**Text excerpt**
BEGIN
The end reminded me of Death Proof, which made me love it even more. Pennywise was basically Stuntman Mike through and through. They even shared the same shift in personality. Both became a mess of blubbering fear.

Simplex
Jun 29, 2003

Punch Drunk Drewsky posted:

I definitely could be not remembering it correctly. But let's go with this, Henry yelled, "Get the gently caress out of my town." We've got emboldened bigots across the country yelling, "Get the gently caress out of my country," at PoC regardless of whether they were born here or not.

Hell, Steve Bannon just gave that painful Charlie Rose interview where he was adding a layer of gloss to the same sentiment. "Get the gently caress out of my town (country)" is blatantly racist, and (to me at least) is less sanitized than "Your kind don't belong here" or a similar statement that would come off as almost faux Western dialogue ("We don't take kindly to your type" etc.)

Those bigots will swear up and down that they are not bigoted, because they didn't say the magic bigot words. That you are the one who is bigoted because you are the one making it about race. "You're kind don't belong here," sounds archaic, because at this point it is cliche with a history of being a specific reference to racial prejudice. If a white character says it to a black character there is no doubt in anybody's mind by what is meant by "your kind." The approach the movie takes is to try to have the best of both worlds. Of course it's all about Mike's race, but because that's never explicit, nobody ever really has to confront the ugliness of it. You can just ignore it, or even go as far as pretending it's not about his race.

I should further clarify my personal position is that I think it's kind of weird to want to see more racism in a movie. I don't necessarily have a problem with the movies treatment of Mike as much as I have a problem with the movie's treatment of Bev in contrast to Mike. If Muschietti took a no-holds barred approach, and showed everything in all of its ugliness, I would be fine with that. If he kept Mike how he is, and toned down the leering and creepiness surrounding Bev, I would be fine with that too. I don't think he comes off as outright woman-hating as Joseph Kosinski does in Oblivion, but that's the last movie I remember seeing that I thought the gender politics were so outright indefensible.

SuperMechagodzilla
Jun 9, 2007

NEWT REBORN

Punch Drunk Drewsky posted:

Not sure what you're getting at with Mike or that Bev is playing their game. She's the one who reaches out to them so that they can see the results of her realized trauma with the blood soaked bathroom. Concepts blend as they slowly find common ground to communicate their experiences.
END
**Given information**
BEGIN
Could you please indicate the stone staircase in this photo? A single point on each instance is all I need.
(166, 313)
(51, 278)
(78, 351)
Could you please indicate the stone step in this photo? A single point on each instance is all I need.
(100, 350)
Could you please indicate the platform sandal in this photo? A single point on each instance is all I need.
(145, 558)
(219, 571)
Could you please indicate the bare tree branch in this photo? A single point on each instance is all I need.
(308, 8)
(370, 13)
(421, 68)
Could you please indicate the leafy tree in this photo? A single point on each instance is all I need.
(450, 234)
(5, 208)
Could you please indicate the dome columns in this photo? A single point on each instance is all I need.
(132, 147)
END
BEGIN
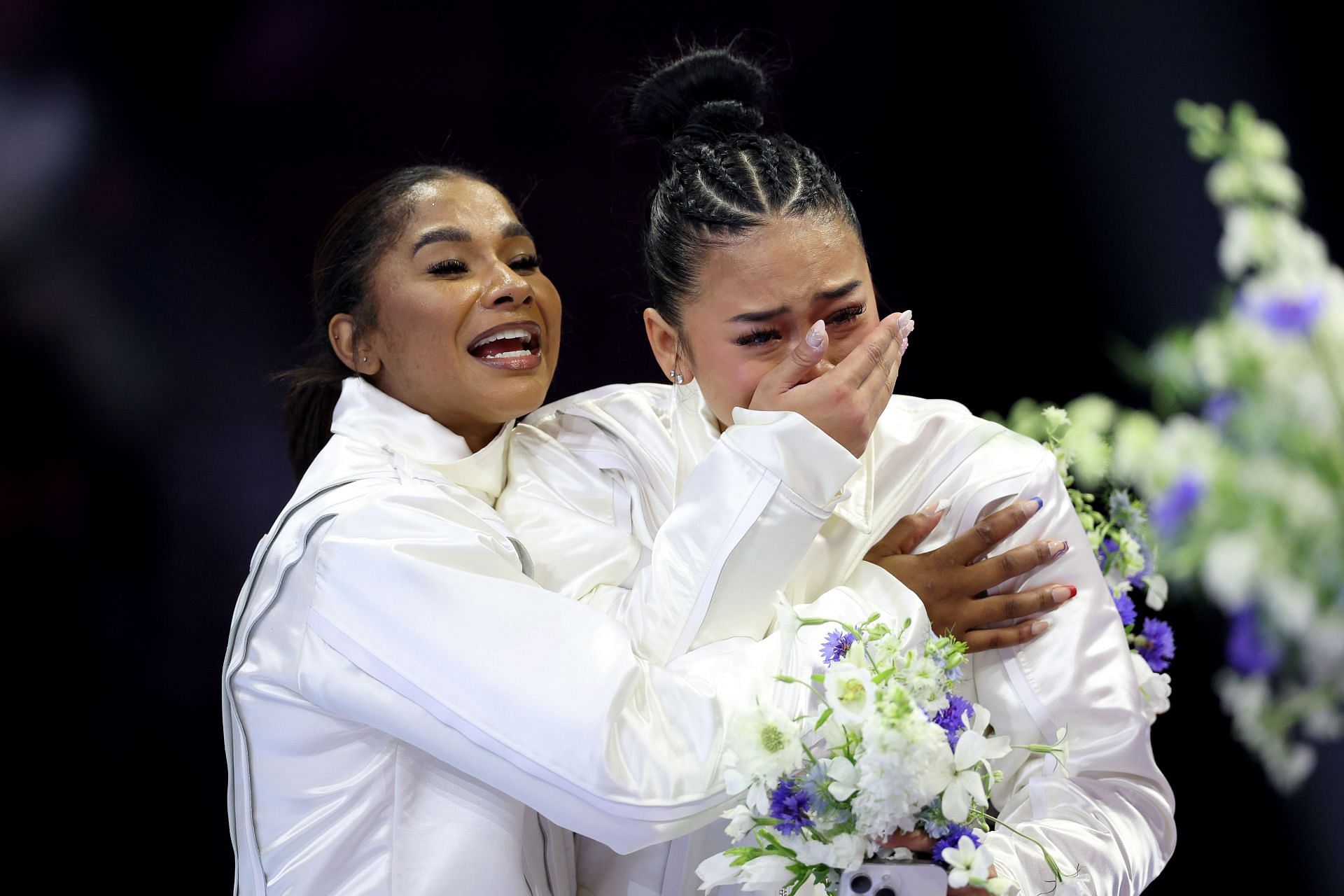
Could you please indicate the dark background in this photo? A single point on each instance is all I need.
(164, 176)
END
**Brief**
Do these statements agree with the movie discussion? Answer yes or no for each, quoting the words that decide it. (a) Pennywise is compared to Stuntman Mike. (b) The movie makes it explicit that Mike's treatment is about his race. (c) Oblivion is named as a movie with gender politics that seemed outright indefensible. Answer using only the movie discussion, not the data.

**Task result**
(a) Yes: "Pennywise was basically Stuntman Mike through and through."
(b) No: "Of course it's all about Mike's race, but because that's never explicit, nobody ever really has to confront the ugliness of it."
(c) Yes: "as Joseph Kosinski does in Oblivion, but that's the last movie I remember seeing that I thought the gender politics were so outright indefensible."